WHAT TO PRODUCE: Rewrite everything from the start of the data down to and including the line that contains "[(5, 120), (102, 88), (2, 104), (93, 89)]". Multiply each marked coordinate by 0.35 and round it to a whole number, with halves rounded up. Leave all other lines and numbers unchanged, and leave out the picture.

Location identification items:
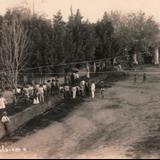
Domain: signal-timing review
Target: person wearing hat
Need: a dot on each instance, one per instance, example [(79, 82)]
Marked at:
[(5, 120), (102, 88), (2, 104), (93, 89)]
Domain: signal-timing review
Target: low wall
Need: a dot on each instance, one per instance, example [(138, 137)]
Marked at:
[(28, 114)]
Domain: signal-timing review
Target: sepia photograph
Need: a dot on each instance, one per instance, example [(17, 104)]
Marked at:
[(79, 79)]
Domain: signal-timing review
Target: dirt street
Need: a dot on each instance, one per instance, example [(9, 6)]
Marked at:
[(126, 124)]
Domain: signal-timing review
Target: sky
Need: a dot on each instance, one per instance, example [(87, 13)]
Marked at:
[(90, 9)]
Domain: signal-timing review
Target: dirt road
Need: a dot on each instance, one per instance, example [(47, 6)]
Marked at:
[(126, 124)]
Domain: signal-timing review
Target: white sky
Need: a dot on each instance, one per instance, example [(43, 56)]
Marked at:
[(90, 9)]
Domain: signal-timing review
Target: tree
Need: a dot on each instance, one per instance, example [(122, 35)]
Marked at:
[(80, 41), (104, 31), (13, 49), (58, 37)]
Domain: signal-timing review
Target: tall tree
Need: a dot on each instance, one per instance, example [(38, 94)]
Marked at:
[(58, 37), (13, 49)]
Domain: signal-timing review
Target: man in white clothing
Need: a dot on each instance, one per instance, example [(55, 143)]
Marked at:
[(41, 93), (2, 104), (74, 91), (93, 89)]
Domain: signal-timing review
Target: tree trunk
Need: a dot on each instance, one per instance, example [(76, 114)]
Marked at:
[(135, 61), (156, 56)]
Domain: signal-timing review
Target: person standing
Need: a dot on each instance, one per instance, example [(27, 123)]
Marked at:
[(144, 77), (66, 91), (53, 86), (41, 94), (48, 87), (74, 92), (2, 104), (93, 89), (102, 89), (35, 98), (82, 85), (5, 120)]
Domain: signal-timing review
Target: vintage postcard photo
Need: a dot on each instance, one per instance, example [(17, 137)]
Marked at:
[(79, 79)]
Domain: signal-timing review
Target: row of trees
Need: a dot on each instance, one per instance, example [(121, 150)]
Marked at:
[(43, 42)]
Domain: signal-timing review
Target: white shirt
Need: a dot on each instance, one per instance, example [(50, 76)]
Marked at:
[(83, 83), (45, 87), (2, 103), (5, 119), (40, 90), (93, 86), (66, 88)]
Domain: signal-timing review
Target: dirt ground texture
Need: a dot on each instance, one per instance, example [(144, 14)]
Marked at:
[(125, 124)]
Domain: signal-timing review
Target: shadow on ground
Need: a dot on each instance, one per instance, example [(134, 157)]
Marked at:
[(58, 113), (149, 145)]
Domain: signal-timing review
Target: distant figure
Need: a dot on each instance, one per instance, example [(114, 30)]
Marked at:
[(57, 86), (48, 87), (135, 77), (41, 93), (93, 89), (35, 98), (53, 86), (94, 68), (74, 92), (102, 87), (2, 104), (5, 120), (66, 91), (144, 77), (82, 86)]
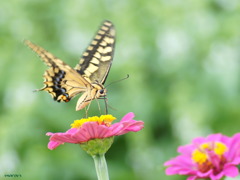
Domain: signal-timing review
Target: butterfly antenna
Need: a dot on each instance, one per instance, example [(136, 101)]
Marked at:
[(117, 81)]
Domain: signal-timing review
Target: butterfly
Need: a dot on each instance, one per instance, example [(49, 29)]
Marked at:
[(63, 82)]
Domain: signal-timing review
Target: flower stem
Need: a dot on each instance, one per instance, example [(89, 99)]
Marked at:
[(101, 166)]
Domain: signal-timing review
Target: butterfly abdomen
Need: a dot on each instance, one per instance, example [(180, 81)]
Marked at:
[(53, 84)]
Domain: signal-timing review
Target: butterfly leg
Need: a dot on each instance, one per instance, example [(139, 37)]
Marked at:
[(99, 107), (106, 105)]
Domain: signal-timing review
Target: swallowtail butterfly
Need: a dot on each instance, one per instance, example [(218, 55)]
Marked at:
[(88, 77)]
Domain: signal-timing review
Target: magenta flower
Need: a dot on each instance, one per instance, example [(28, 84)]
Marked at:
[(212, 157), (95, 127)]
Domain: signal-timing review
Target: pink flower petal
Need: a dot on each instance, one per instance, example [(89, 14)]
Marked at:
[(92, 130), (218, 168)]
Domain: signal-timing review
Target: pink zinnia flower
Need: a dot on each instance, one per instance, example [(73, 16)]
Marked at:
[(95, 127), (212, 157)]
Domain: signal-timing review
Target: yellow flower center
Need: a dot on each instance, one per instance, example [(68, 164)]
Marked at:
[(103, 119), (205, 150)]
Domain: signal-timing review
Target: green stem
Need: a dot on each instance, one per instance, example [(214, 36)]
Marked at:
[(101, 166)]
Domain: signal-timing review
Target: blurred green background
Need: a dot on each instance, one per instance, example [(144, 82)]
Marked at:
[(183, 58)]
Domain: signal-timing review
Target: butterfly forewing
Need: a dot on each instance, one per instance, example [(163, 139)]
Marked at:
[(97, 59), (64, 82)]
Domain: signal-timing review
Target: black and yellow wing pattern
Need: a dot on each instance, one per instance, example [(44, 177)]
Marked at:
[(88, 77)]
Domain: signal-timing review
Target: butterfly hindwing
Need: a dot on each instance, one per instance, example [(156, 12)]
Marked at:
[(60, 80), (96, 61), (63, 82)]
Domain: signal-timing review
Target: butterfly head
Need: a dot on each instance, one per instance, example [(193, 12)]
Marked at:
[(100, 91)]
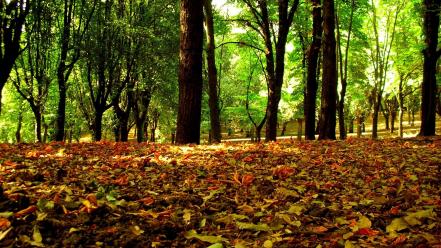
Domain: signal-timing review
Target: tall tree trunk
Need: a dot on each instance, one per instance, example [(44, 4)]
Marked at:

WORKED SOLUTION:
Domain: signal-timing review
Target: person wearing hat
Need: a dot on each instance, one per instance, example [(79, 82)]
Marked at:
[(2, 42), (36, 31), (1, 36), (33, 31)]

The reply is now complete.